Exercise requirements =
Please answer from the CD player review: which app was downloaded to play Qobuz and Spotify in hi-rez via LAN?

Since the first appearance of CD players, the primary cause of player demise has been disc drawers that fail to operate. The one in the MP 3100 looks like it's built to work for 100 years. The thing to remember about the "law of diminishing returns" is, it works in both directions.

Over time, I developed an affection for the machine's two large front-panel knobs and its cute, dimly lit On/Standby "button," which is flanked at the bottom of the display by a row of optical touch circles that cover the same functions as the 0.9lb remote.

The left knob is labeled Source, and it goes through a lot of sources—Qobuz, Deezer, Spotify, Roon, Apple Music, etc., and the whole list of back-panel inputs—though that long list can be limited to only the sources in use via the menu system, specifically via the "source settings" menu item. The right knob is labeled Select. It lets you choose tracks and is a keyhole to a whole menu of subtler programming options. Just below the Select knob is a USB socket for memory sticks or USB SSD. I needed the manual to do just about everything including Pause and Fast-Forward CDs. There is a learning curve. This machine is not plug-n-play.

If you need control beyond the front-panel buttons and the 1lb remote control, there's an app called T+A MusicNavigator G3, which I downloaded to play Qobuz and Spotify in hi-rez via LAN. The app added a nice touch to my daily encounters.

Listening to CDs
I played a dozen CDs and then, without planning to, I found myself listening extra closely to Bartók's String Quartets 1–6 played by the Alban Berg Quartett (EMI Classics 0946 3 60947 2 4). This two-CD set, issued in 2006, showed me a large portion of what I wanted to know about the T+A's knack for reconstructing recorded musical forms. The color and intensity of vocal and instrumental tones felt correct—exceptionally well-measured and sorted. These CDs are tastefully remastered reissues of recordings EMI made in 1987. To the MP 3100's credit, I could identify many of the most appealing aspects of EMI's traditional house sound—a sound rooted in what I affectionately call "the tones of His Master's Voice." The MP 3100 let me enjoy the fine balance EMI's 2006 remastering accomplished. I never would have predicted it, but this digital-on-top-of-digital (DDD) disc showed a little analog lurking in its shadows. Nowhere was it hard or annoyingly gray. Reverb reproduction was all there but restrained; I blame that on the disc, not the player.

In every CD-spinner review, I must play a disc from field recordist Alan Lomax's Southern Journey. I play these discs because I love the music and because these two-track recordings are so pure, simple, and raw that they expose the slightest hint of any thumbprint imposed on their absolute clarity. When I played the disc entitled Bad Man Ballads—Songs of Outlaws and Desperadoes (Rounder CD 1705) on the T+A MP 3100 HV G3, I was caught up in comparing all the Po' Lazarus and John Henry tracks when all of a sudden Hobart Smith's "Railroad Bill" came along and blew the roof of my cranium clear off. I can say without exaggeration or hyperbole that this disc and that song never showed this much raw, clear energy before. Some of that energy probably came from the Cossor 2A3 tubes driving the Voxativ Hagen2s, but such vivid and solid CD playback was applause worthy.

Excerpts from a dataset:
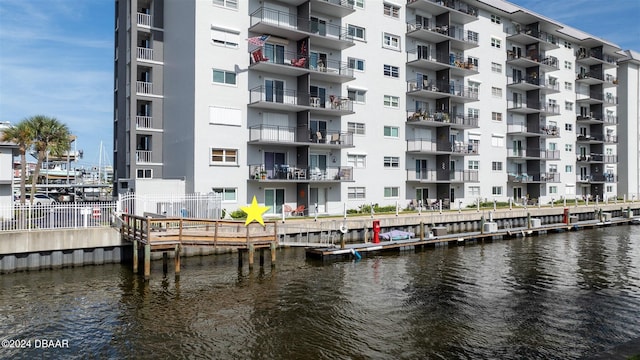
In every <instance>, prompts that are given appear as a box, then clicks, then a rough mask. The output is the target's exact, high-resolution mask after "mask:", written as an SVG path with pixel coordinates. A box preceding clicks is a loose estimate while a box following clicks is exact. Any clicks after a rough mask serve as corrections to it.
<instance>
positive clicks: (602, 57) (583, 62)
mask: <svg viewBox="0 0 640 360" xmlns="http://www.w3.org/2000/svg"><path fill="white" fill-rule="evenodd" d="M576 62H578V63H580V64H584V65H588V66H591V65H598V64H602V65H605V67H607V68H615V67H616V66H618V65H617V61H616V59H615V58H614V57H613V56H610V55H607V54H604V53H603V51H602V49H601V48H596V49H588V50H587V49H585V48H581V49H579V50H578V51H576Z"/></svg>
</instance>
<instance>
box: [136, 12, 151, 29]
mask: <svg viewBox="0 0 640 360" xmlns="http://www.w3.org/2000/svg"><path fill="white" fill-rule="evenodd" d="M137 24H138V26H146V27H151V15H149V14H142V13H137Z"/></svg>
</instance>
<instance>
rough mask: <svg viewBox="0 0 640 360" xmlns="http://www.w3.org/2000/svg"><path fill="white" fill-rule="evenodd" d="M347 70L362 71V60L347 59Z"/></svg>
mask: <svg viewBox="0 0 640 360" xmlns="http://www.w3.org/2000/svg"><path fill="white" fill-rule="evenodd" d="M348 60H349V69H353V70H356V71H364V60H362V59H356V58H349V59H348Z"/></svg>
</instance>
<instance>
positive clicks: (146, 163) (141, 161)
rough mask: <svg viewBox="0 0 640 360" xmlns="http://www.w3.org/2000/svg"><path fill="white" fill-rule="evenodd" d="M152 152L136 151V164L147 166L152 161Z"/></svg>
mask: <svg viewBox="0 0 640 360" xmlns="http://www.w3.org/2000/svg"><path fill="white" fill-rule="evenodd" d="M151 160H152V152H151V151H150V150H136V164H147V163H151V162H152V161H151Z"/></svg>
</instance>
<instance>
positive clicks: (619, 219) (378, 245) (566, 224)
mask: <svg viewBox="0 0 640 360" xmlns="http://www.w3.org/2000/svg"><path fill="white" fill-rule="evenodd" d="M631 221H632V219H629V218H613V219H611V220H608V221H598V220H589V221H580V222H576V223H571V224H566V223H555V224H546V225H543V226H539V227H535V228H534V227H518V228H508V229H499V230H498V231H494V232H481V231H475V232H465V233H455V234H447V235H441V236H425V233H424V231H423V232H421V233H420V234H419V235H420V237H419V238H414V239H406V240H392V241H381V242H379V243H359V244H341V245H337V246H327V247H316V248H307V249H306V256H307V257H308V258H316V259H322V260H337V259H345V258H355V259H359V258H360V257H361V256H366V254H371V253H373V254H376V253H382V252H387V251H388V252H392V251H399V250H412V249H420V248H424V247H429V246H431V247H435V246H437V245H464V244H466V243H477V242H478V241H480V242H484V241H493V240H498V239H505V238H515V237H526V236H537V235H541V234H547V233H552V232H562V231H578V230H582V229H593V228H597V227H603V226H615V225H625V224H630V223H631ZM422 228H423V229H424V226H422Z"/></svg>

* * *

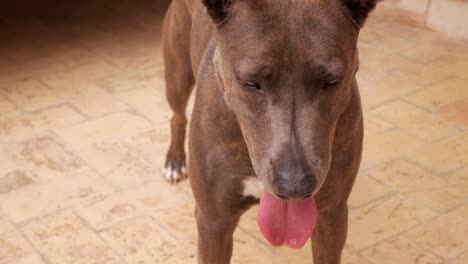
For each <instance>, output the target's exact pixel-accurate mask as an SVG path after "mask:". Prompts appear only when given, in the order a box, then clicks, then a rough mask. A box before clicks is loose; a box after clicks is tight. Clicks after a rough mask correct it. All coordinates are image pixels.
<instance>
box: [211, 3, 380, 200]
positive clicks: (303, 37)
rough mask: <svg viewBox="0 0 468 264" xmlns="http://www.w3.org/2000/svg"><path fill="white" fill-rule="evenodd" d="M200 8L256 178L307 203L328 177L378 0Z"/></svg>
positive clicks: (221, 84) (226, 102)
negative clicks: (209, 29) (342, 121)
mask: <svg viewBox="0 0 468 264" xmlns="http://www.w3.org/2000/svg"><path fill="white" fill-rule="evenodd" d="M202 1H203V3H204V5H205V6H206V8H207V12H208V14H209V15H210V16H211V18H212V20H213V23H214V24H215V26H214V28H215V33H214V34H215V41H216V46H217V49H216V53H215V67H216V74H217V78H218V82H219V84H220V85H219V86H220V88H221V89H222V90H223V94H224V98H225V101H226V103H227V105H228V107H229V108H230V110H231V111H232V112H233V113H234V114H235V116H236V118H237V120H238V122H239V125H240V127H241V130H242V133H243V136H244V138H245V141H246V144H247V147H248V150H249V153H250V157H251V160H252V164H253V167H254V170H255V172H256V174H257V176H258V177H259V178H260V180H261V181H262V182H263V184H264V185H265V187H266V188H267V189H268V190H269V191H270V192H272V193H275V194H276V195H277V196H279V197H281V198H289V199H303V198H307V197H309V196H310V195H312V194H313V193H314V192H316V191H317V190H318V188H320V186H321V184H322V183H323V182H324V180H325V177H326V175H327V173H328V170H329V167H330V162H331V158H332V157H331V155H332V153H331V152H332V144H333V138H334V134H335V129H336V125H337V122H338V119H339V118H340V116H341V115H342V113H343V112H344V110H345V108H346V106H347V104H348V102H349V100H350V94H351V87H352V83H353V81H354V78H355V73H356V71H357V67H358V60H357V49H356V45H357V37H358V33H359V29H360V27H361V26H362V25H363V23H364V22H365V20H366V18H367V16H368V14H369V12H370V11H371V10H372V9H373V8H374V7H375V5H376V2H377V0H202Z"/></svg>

--

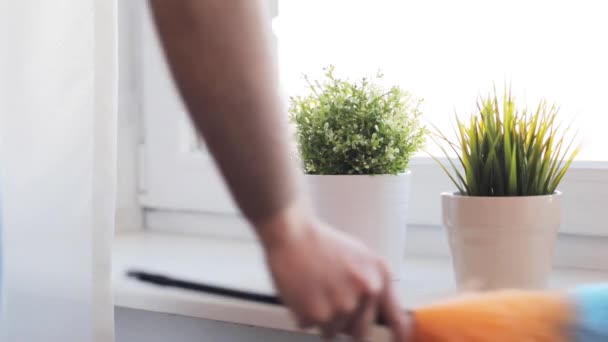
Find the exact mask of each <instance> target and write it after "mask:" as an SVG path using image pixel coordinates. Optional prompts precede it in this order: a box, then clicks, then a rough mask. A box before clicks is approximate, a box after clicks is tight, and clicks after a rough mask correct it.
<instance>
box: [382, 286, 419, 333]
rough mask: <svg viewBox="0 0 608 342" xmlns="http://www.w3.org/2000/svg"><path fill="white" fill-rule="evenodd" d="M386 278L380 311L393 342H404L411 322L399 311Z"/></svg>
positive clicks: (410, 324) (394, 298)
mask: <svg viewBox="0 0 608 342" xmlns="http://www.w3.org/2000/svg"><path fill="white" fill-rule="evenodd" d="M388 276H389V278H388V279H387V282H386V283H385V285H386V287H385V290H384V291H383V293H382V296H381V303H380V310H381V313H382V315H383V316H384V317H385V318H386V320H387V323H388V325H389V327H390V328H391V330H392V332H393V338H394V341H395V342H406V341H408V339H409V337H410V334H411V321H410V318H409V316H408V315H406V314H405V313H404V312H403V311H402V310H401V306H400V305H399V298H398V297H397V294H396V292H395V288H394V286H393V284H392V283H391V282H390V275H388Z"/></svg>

Solution to this task =
T+A MusicNavigator G3.